▸ What you need to do: Copy out exactly the lines from the start of the data to the line containing "positive clicks: (476, 223)". Include both.

▸ Provided data:
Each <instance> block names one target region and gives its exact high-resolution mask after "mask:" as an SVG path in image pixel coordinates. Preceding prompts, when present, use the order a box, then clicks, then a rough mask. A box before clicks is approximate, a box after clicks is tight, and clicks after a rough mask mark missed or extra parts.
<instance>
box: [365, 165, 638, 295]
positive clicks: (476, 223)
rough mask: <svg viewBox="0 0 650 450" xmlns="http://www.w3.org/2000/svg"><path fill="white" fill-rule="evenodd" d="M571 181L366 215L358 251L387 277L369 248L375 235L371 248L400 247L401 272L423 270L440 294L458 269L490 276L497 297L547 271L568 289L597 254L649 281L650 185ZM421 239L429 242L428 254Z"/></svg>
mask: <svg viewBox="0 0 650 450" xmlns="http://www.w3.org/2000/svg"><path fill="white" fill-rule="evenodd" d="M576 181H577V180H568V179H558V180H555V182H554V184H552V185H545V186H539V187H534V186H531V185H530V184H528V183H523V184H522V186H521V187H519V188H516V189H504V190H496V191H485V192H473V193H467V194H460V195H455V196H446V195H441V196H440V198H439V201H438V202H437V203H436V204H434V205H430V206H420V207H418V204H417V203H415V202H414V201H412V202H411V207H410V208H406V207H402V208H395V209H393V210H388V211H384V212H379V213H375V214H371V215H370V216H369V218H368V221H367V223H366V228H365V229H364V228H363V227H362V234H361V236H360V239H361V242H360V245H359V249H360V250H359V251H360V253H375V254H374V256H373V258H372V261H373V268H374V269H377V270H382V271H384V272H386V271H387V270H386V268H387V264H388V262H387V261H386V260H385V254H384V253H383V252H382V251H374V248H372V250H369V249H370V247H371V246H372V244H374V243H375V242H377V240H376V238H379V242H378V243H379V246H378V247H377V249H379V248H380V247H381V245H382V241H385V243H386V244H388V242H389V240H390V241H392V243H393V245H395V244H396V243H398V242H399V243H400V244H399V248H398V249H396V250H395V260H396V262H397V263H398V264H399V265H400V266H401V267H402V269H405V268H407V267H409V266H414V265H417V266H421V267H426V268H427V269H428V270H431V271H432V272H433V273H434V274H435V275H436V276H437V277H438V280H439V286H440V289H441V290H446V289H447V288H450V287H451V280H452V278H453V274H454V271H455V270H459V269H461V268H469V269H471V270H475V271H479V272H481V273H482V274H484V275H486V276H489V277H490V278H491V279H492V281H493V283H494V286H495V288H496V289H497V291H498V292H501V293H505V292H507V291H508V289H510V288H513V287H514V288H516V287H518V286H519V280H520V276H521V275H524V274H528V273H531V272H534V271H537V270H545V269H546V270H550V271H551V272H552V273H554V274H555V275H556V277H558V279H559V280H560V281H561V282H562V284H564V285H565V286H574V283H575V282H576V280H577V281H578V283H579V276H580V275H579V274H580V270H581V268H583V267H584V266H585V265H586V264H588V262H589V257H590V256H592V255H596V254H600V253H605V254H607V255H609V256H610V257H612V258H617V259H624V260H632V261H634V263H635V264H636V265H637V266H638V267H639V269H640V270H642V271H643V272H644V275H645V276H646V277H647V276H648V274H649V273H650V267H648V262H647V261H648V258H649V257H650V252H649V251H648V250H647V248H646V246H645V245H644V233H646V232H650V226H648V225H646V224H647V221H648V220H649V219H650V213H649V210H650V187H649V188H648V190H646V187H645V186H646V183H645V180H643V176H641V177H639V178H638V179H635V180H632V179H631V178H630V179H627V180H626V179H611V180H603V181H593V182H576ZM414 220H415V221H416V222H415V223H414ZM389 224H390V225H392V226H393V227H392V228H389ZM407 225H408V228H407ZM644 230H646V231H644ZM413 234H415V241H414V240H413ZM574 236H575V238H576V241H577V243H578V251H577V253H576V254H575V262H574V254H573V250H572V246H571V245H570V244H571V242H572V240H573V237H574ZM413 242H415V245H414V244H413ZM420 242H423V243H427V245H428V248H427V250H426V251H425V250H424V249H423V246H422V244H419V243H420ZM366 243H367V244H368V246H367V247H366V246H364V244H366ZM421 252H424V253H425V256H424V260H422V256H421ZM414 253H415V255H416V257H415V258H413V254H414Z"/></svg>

▸ Solution:
Each <instance> block names one target region and gives its exact high-resolution mask after "mask:" as an SVG path in image pixel coordinates. Preceding prompts, when present, use the order a box, then clicks, then a rough mask. A box before clicks is approximate, a box after clicks is tight, and clicks after a rough mask mark missed or extra parts.
<instance>
box: [365, 165, 638, 295]
positive clicks: (476, 223)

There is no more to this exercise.